- _Challenge a_
Copy the records exactly, from the line that contains "# test: point to the cake stand" through the end of the records.

- _Text passage_
————
William Blake liked to read other authors with his pen poised for riposte: but eventually, the occupation of defacing your own library turns absurd. After littering the margins of Sir Joshua Reynolds’s Discourses with many a “Villainy!,” an “Infernal Falshood!,” and a “Damn’d Fool!,” Blake swung around to defend himself against some invisible watcher over his shoulder. “Having spent the Vigour of my Youth & Genius,” he explained in the volume’s front pages,

under the Opression of Sr Joshua & his Gang of Cunning Hired Knaves Without Employment & as much as could possibly be Without Bread, The Reader must Expect to Read in all my Remarks on these Books Nothing but Indignation & Resentment.

It was unlikely, in actuality, that any “Reader” would descend to interrogate a debt-pressed fifty-something designer-engraver living in a rented two-room apartment in a cheap row in London’s West End. But Blake’s marginalia were a respite from his own immediate situation on the margins of London life. They took him back three decades to the late 1770s and to the crowded benches of the lecture room in the city’s Royal Academy, founded a decade earlier. In imagination, he was heckling the Academy’s president.

In the ninth paragraph of his opening Discourse of 1769, Sir Joshua had outlined his notion that the Royal Academy might be a “repository” of inspiring artistic precedents, fit to enlarge the minds of Britain’s eager students. In the next paragraph he conceded, with a characteristic judiciousness, that the Raphael they should aim to imitate had triumphed as an artist without the help of any such institution. But in effect, he claimed, Raphael’s “academy” consisted of his older contemporary Michelangelo:

On the sight of the Capella Sistina, he immediately from a dry, Gothick, and even insipid manner, which attends to the minute accidental discriminations of particular and individual objects, assumed that grand style of painting, which improves partial representation by the general and invariable ideas of nature.

For Reynolds—London’s premier portraitist, the city’s internationally experienced statesman of art—the “grand style” represented the achievable. Canvases and oils might never quite rise to the heights of Michelangelo’s heavenly frescoes, but they could still soar far above the laboriously literal handiwork that English eyes were accustomed to. Exactly wrong, shot back Blake forty years afterward: “Minute Discrimination is Not Accidental. All Sublimity is founded on Minute Discrimination.” And further: “I do not believe that Rafael taught Mich. Angelo, or that Mich. Angelo taught Rafael, any more than I believe that the Rose teaches the Lilly how to grow, or the Apple tree teaches the Pear tree how to bear fruit.”
————
- _Listing_
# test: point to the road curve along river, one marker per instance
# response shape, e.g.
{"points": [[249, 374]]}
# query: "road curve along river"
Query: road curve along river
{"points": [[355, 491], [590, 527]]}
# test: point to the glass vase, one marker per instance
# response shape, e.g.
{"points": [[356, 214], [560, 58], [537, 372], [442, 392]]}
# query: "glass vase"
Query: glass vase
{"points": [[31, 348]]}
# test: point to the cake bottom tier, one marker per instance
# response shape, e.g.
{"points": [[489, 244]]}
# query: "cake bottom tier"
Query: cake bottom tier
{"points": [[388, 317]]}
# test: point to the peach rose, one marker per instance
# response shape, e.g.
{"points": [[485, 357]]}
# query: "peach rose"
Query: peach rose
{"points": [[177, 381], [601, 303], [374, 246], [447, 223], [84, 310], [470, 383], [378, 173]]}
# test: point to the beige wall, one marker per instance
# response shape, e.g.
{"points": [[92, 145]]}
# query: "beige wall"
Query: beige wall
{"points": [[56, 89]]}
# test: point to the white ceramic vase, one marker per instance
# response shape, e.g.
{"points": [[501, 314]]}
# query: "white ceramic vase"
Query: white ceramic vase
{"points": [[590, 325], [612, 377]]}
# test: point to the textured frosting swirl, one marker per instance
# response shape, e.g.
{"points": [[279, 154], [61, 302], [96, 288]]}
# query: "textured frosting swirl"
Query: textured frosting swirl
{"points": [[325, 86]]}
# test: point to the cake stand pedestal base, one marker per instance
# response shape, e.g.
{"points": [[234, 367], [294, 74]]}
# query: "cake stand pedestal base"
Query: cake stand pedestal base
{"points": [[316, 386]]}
————
- _Challenge b_
In the passage on Blake's marginalia, rewrite the stretch from "under the Opression" through "Indignation & Resentment.", replacing "Indignation" with "Outrage".

- _Task answer a_
# test: point to the cake stand pedestal base, one marker per instance
# response shape, e.g.
{"points": [[234, 367], [294, 74]]}
# query: "cake stand pedestal base"
Query: cake stand pedestal base
{"points": [[316, 386]]}

- _Task answer b_
under the Opression of Sr Joshua & his Gang of Cunning Hired Knaves Without Employment & as much as could possibly be Without Bread, The Reader must Expect to Read in all my Remarks on these Books Nothing but Outrage & Resentment.